I was surprised this evening when I stopped to pick up some items and noted one of the orange juice brands was labeled “Non GMO.”  As if.

gmo-oranges

We have a recent Virginia Tech Ag. graduate living in our house, so I asked her about GMO orange juice. Her major was agricultural sciences and she knows her stuff.  You  know what she did?  She snorted, right there in the store.  Snorted really loudly, I might say.  Right in front of everybody.

There are only eight food crops that come from GMO trait seeds, she said. Oranges are not one of them.  It’s like selling water that is sugar-free, fat-free, or non-GMO. Of course, water is sugar-free, fat-free and non-GMO.  Pure, natural water, that is.  I’m not talking about flavored water (but you should know that).

The motivation for a company to put “Non GMO” on the label is purely marketing.  It’s a big deal in food marketing to be able to distinguish a product as non GMO from a similar GMO product. In order for a GMO product to be on the market, it goes through research and development stages followed by approval and regulation steps through government agencies. This process  takes an average of eight to ten years, and sometimes as much as fifteen years. In this particular case, even though oranges (and juice made from oranges)  are not one of the eight crops that can be considered GMO, the company uses this “scare tactic”  and fear-mongering (capitalizing on people’s ignorance to gain extra profit) to get people to buy its product.  In other words, no company that sells orange  juice can sell GMO orange juice because there is no such thing as  GMO oranges.  Yet to read their label, one would think that they take care and pride in making sure their product isn’t GMO, even though (it would seem) other companies’ orange juice is made from GMO oranges.

**WRITTEN TASKS:**
(1) In the excerpt on the non-GMO orange juice label, how many food crops come from GMO trait seeds?
(2) How many lines of the rows below contain the string "wiper"? Reply with the number alone.

**PROVIDED INFORMATION:**

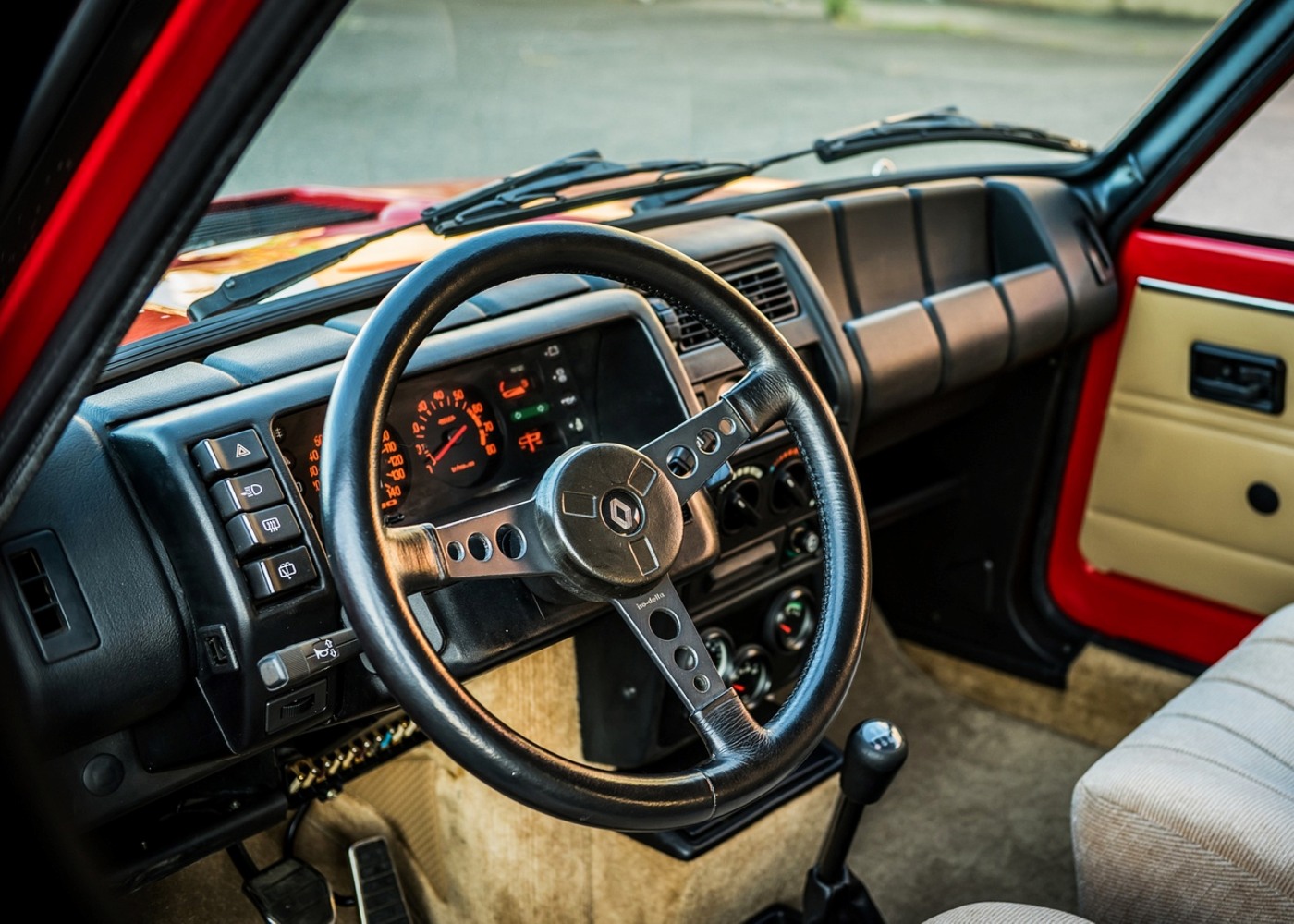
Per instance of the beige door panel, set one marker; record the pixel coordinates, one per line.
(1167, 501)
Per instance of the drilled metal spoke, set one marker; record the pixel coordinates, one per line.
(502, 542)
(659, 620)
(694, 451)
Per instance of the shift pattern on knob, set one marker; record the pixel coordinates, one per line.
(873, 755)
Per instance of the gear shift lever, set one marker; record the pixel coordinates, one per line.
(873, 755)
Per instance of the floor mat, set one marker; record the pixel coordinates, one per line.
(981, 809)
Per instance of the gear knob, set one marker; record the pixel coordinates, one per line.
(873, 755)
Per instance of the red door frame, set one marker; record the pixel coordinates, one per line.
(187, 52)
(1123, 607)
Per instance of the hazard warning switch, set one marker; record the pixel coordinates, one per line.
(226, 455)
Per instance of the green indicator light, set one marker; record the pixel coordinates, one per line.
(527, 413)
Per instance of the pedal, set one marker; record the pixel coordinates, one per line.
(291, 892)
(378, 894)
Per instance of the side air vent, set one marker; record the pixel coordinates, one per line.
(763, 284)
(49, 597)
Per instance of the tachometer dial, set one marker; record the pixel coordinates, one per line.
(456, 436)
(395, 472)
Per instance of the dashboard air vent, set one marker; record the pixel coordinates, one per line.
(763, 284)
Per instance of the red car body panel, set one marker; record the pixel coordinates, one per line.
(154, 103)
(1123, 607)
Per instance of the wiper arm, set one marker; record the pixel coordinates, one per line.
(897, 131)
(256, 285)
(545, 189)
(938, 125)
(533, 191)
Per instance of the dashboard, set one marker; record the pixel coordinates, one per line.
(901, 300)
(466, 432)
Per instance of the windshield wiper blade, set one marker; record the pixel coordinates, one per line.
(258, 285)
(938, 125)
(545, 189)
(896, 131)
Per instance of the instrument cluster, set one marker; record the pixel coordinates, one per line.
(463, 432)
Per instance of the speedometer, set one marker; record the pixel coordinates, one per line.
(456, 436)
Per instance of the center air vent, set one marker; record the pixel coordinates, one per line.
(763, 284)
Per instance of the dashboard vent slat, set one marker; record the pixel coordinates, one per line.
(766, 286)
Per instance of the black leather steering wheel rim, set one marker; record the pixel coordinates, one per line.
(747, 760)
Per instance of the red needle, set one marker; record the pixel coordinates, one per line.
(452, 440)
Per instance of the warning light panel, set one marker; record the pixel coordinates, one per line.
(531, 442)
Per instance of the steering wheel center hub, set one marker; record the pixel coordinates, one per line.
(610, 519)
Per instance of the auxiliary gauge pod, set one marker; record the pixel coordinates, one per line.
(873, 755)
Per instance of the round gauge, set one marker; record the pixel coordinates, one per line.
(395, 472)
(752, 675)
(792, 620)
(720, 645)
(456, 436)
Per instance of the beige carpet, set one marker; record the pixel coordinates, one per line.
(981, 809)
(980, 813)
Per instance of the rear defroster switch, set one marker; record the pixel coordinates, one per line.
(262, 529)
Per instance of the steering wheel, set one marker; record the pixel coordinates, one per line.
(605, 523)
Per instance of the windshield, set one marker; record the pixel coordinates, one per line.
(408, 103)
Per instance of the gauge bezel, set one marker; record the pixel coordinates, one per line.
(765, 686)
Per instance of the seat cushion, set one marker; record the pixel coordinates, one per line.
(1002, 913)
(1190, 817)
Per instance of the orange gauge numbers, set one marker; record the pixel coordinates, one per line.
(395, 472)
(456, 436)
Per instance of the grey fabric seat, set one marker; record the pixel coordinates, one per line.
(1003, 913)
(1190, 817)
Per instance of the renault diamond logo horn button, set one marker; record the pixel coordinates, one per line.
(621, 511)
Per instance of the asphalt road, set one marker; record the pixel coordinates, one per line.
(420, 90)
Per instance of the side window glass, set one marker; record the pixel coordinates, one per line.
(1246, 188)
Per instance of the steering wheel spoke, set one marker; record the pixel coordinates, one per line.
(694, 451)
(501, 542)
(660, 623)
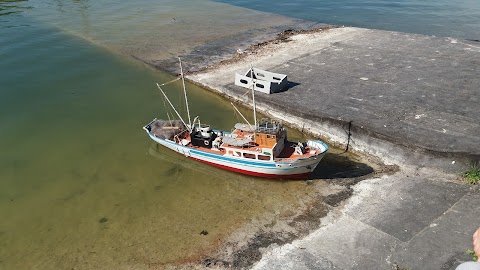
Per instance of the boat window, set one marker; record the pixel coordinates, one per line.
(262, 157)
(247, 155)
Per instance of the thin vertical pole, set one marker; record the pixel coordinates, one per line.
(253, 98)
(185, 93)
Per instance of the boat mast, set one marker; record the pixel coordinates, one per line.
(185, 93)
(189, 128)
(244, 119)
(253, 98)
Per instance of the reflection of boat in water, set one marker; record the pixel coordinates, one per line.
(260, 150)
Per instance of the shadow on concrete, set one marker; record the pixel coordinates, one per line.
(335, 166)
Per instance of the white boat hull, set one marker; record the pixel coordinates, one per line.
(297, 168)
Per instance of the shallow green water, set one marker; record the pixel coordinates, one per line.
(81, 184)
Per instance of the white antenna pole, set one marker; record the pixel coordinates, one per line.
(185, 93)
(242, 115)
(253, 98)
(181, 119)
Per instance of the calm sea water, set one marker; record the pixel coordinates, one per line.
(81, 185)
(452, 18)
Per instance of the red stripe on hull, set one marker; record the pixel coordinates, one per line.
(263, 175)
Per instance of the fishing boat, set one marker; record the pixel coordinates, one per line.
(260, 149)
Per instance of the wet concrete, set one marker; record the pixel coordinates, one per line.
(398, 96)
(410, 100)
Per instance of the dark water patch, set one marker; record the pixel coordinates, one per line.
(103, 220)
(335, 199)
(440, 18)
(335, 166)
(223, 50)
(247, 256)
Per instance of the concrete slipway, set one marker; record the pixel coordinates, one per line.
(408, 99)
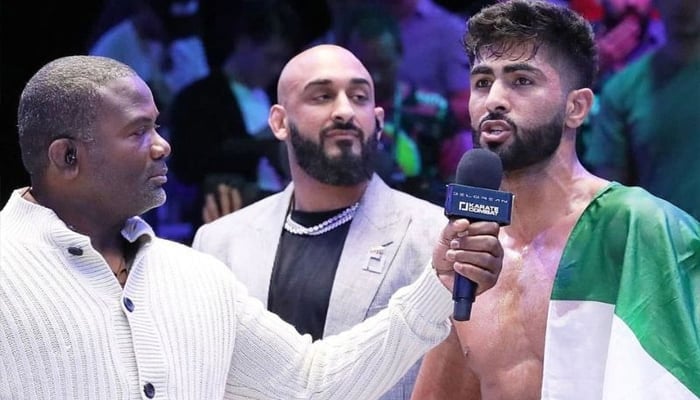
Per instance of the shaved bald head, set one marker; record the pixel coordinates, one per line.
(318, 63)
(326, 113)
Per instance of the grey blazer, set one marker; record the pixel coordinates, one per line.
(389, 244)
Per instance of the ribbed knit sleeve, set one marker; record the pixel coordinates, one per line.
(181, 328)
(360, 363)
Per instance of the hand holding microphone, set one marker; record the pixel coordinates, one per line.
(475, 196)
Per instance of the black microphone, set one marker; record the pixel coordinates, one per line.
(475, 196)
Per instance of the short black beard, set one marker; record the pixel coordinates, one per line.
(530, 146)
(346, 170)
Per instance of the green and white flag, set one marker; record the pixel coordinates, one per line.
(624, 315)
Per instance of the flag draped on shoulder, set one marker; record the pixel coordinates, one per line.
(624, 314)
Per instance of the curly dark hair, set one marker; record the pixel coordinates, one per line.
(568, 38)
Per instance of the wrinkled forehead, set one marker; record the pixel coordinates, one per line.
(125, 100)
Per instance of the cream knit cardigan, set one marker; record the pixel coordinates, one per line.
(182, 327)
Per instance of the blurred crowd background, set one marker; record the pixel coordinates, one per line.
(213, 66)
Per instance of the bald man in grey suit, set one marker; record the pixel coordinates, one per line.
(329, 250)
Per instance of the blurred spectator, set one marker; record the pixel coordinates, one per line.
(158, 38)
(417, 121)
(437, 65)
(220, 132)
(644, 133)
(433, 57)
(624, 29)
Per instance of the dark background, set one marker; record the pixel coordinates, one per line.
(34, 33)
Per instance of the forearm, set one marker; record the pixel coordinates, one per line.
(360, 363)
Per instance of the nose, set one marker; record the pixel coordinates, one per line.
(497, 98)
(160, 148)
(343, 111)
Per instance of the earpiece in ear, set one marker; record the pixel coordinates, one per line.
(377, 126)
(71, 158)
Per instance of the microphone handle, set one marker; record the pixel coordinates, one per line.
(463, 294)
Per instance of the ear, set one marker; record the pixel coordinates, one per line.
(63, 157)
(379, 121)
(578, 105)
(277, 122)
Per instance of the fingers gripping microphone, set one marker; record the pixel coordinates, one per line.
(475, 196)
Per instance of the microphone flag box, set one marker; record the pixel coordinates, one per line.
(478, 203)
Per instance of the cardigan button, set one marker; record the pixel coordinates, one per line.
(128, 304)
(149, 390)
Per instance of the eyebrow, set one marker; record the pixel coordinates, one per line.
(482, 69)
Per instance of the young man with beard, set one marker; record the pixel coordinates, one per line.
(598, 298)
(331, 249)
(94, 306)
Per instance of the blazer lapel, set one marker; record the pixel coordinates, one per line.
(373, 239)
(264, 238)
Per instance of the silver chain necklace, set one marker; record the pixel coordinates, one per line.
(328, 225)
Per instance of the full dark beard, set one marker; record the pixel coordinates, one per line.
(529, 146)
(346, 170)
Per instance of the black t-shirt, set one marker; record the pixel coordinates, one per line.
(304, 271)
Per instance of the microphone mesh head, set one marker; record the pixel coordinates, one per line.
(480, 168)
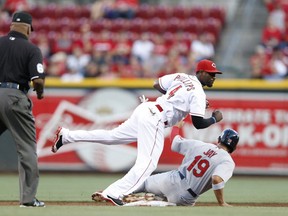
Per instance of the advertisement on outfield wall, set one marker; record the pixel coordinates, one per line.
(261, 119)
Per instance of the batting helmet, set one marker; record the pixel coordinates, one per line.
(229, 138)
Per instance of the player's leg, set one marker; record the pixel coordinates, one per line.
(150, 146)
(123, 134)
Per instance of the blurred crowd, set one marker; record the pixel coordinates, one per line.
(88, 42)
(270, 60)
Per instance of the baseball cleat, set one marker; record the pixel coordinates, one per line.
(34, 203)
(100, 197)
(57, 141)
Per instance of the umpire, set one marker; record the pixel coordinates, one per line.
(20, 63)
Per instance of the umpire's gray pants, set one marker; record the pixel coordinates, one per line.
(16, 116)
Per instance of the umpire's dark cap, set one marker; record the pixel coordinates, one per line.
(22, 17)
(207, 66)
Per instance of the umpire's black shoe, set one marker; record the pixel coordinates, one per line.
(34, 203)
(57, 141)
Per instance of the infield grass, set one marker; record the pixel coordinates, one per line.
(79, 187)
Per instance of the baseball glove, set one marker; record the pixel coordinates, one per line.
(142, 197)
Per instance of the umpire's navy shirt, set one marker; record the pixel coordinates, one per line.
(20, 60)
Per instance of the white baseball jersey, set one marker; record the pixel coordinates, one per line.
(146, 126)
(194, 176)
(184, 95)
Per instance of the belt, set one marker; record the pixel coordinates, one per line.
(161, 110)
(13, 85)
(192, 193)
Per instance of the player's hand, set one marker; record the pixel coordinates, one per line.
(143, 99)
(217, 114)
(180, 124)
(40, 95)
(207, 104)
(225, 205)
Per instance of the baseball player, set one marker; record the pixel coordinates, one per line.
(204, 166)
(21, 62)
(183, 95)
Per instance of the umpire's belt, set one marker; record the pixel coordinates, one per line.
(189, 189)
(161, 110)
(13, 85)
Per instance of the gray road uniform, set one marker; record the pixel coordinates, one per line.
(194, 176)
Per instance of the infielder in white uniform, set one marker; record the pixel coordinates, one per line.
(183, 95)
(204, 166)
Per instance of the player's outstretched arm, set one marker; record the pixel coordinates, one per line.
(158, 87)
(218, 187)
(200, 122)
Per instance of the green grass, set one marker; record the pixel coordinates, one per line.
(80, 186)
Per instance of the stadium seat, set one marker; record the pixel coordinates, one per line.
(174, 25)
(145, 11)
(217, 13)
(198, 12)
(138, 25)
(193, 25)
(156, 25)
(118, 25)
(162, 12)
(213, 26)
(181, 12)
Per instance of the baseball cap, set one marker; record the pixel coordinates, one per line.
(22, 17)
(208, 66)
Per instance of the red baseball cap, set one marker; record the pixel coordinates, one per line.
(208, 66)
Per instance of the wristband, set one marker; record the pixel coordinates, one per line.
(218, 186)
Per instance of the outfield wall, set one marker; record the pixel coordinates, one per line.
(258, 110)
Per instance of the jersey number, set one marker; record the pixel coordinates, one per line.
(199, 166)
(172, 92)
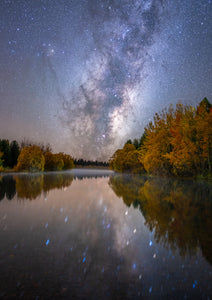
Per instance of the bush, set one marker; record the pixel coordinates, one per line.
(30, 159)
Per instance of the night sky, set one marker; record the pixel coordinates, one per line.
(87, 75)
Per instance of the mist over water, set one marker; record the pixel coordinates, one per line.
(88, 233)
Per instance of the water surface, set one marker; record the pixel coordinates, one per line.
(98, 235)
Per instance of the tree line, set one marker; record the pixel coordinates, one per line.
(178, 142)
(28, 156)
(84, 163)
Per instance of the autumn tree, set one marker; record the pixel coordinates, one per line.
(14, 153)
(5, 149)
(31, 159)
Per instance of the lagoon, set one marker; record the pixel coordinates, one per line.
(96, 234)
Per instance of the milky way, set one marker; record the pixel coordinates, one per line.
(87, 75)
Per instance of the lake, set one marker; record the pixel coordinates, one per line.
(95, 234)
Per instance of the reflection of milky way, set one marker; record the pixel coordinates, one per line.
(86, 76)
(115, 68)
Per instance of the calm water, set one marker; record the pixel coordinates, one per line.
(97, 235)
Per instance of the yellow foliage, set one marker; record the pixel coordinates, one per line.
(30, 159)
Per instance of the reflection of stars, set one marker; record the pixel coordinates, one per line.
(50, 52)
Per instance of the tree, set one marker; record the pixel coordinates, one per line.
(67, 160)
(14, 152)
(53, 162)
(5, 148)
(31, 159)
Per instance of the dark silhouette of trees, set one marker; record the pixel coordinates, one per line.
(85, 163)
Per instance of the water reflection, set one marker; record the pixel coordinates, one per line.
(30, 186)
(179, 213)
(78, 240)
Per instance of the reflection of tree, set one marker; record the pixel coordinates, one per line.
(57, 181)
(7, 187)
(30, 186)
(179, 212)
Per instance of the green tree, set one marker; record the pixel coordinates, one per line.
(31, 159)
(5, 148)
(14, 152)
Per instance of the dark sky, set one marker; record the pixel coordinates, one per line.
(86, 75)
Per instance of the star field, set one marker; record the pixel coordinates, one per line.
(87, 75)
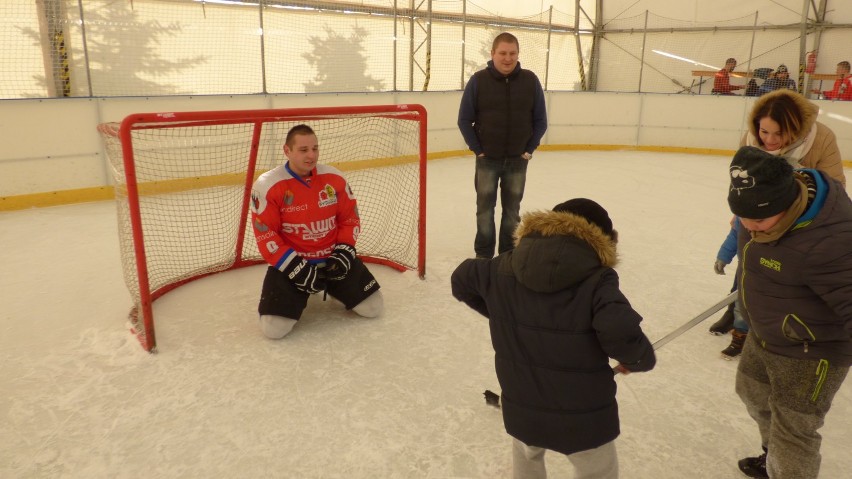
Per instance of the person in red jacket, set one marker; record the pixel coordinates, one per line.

**ANSWERS FOR THIS EXERCISE:**
(1) Eight.

(2) 2